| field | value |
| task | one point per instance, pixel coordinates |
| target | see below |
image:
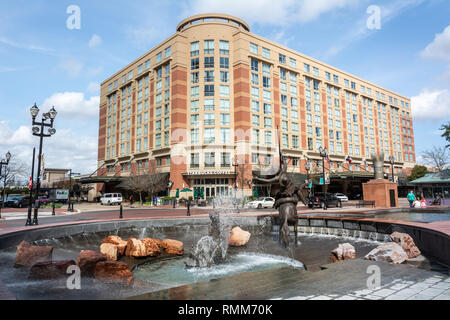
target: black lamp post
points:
(235, 165)
(70, 207)
(323, 153)
(4, 163)
(38, 130)
(308, 168)
(391, 160)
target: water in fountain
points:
(212, 249)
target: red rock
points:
(87, 260)
(28, 254)
(239, 237)
(151, 246)
(135, 248)
(50, 270)
(344, 251)
(113, 272)
(173, 246)
(388, 252)
(407, 244)
(110, 251)
(118, 241)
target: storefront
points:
(210, 184)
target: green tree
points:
(446, 133)
(417, 172)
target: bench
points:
(364, 203)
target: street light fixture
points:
(323, 153)
(4, 163)
(392, 160)
(38, 130)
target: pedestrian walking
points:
(411, 197)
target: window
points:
(224, 47)
(254, 65)
(224, 91)
(194, 78)
(209, 104)
(167, 52)
(209, 135)
(195, 64)
(224, 76)
(225, 119)
(224, 105)
(224, 62)
(225, 135)
(209, 90)
(195, 49)
(209, 62)
(253, 48)
(292, 63)
(306, 67)
(266, 82)
(209, 47)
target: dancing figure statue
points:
(286, 200)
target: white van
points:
(111, 198)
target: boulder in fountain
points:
(113, 272)
(173, 246)
(407, 244)
(118, 241)
(388, 252)
(50, 270)
(111, 251)
(239, 237)
(152, 246)
(86, 261)
(344, 251)
(28, 254)
(135, 248)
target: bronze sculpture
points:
(286, 200)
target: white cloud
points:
(72, 67)
(96, 40)
(282, 12)
(431, 105)
(66, 149)
(439, 49)
(93, 87)
(73, 105)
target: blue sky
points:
(43, 61)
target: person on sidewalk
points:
(411, 197)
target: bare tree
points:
(437, 157)
(147, 181)
(14, 172)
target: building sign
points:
(206, 173)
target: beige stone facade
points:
(213, 95)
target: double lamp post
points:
(38, 130)
(3, 163)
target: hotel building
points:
(203, 107)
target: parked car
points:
(324, 200)
(17, 201)
(43, 200)
(263, 202)
(111, 198)
(341, 197)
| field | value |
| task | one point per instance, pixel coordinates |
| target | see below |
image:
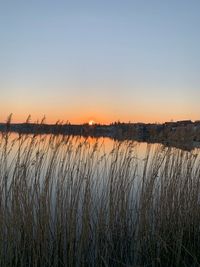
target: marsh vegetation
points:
(71, 201)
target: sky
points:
(105, 60)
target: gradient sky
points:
(101, 60)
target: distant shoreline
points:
(181, 134)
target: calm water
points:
(64, 153)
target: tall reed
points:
(65, 201)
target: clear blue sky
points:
(102, 60)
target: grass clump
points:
(66, 201)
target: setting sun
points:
(91, 122)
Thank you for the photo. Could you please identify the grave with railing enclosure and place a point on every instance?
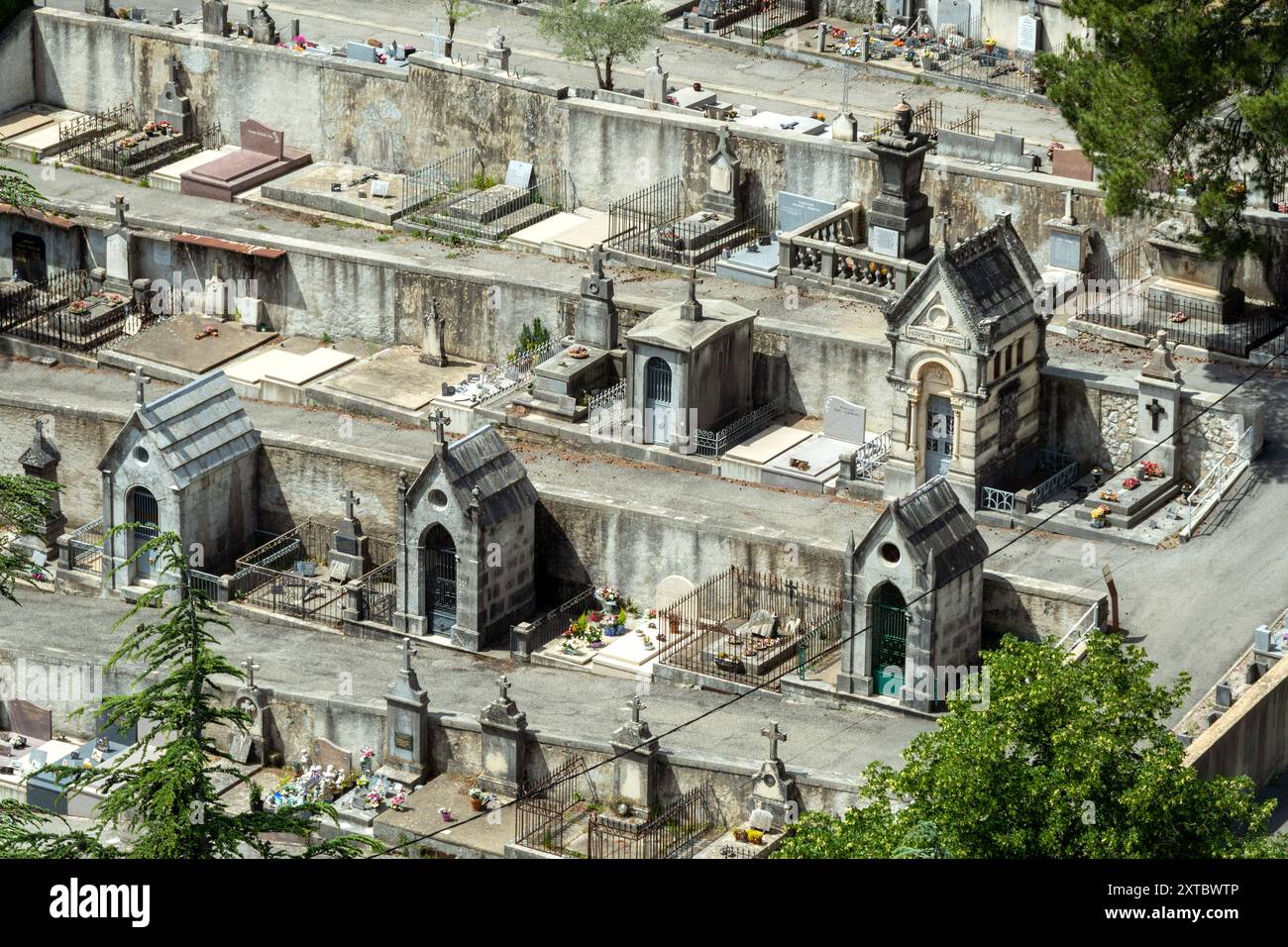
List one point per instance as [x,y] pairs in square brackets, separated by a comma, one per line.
[658,223]
[71,312]
[678,831]
[1117,296]
[550,815]
[291,575]
[747,628]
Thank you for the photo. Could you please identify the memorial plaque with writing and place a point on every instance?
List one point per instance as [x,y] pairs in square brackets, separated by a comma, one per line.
[798,210]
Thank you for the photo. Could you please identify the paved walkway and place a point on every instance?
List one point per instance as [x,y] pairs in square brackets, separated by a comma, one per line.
[781,85]
[828,742]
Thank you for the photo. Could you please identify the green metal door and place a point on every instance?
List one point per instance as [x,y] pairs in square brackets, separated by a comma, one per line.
[890,625]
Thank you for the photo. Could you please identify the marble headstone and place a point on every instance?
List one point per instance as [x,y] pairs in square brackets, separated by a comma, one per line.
[844,420]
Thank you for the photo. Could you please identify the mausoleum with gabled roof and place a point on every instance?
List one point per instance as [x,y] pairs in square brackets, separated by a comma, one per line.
[184,463]
[467,539]
[913,598]
[967,347]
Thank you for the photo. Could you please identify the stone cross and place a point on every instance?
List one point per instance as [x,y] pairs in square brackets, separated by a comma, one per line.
[776,737]
[1155,411]
[945,226]
[407,650]
[172,65]
[439,420]
[140,380]
[1069,200]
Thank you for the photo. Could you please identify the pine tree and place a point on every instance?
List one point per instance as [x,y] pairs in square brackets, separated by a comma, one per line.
[160,791]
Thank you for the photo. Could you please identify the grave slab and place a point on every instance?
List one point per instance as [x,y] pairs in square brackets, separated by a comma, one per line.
[172,344]
[743,462]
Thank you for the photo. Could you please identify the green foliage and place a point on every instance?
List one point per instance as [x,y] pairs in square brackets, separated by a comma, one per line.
[1180,89]
[1065,761]
[532,337]
[24,502]
[600,35]
[161,789]
[17,191]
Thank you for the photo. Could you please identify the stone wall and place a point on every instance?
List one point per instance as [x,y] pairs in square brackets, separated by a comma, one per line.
[1096,420]
[404,119]
[1250,738]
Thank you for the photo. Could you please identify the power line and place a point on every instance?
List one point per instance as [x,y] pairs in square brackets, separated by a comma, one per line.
[765,684]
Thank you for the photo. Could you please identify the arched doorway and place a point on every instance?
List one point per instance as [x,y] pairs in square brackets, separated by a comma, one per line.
[890,638]
[940,423]
[657,399]
[439,579]
[145,517]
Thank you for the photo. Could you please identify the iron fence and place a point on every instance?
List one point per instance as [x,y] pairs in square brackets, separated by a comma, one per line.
[720,629]
[85,548]
[674,832]
[554,622]
[137,157]
[30,302]
[380,592]
[449,176]
[546,813]
[88,128]
[995,499]
[712,444]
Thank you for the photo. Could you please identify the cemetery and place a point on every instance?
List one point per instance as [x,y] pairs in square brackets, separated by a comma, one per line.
[644,385]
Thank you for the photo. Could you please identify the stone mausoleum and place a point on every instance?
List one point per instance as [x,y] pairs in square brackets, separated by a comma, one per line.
[467,534]
[967,347]
[184,463]
[913,598]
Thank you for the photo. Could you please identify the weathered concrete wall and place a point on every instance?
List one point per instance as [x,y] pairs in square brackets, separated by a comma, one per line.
[1096,419]
[1031,608]
[17,77]
[410,118]
[1250,738]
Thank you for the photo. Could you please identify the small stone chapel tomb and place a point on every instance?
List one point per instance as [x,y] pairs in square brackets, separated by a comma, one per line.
[967,348]
[465,540]
[184,463]
[913,598]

Required work: Looking above, find the stretch of lines that opens with the one holding "target: white cloud" and closes with the one holding "enclosure and place a point on every instance?". Copy it exactly, pictures excluded.

Response area:
target: white cloud
points:
(72, 67)
(96, 40)
(282, 12)
(431, 105)
(66, 149)
(439, 49)
(93, 87)
(73, 105)
target: blue sky
points:
(43, 61)
target: person on sidewalk
points:
(411, 197)
target: bare tree
points:
(437, 157)
(147, 181)
(14, 172)
target: building sign
points:
(206, 173)
target: beige stone facade
points:
(213, 95)
target: double lamp post
points:
(38, 130)
(3, 163)
target: hotel building
points:
(203, 107)
target: parked car
points:
(324, 200)
(17, 201)
(43, 200)
(263, 202)
(111, 198)
(341, 197)
| field | value |
| task | one point per instance, pixel coordinates |
| target | see below |
image:
target: marsh vegetation
points:
(71, 201)
target: sky
points:
(105, 60)
target: gradient sky
points:
(101, 60)
target: distant shoreline
points:
(181, 134)
target: calm water
points:
(64, 153)
target: tall reed
points:
(65, 201)
target: clear blue sky
points:
(102, 60)
target: grass clump
points:
(66, 201)
target: setting sun
points:
(91, 122)
Thank you for the photo. Could you please identify the grave with railing enclosure and place a point on every instance?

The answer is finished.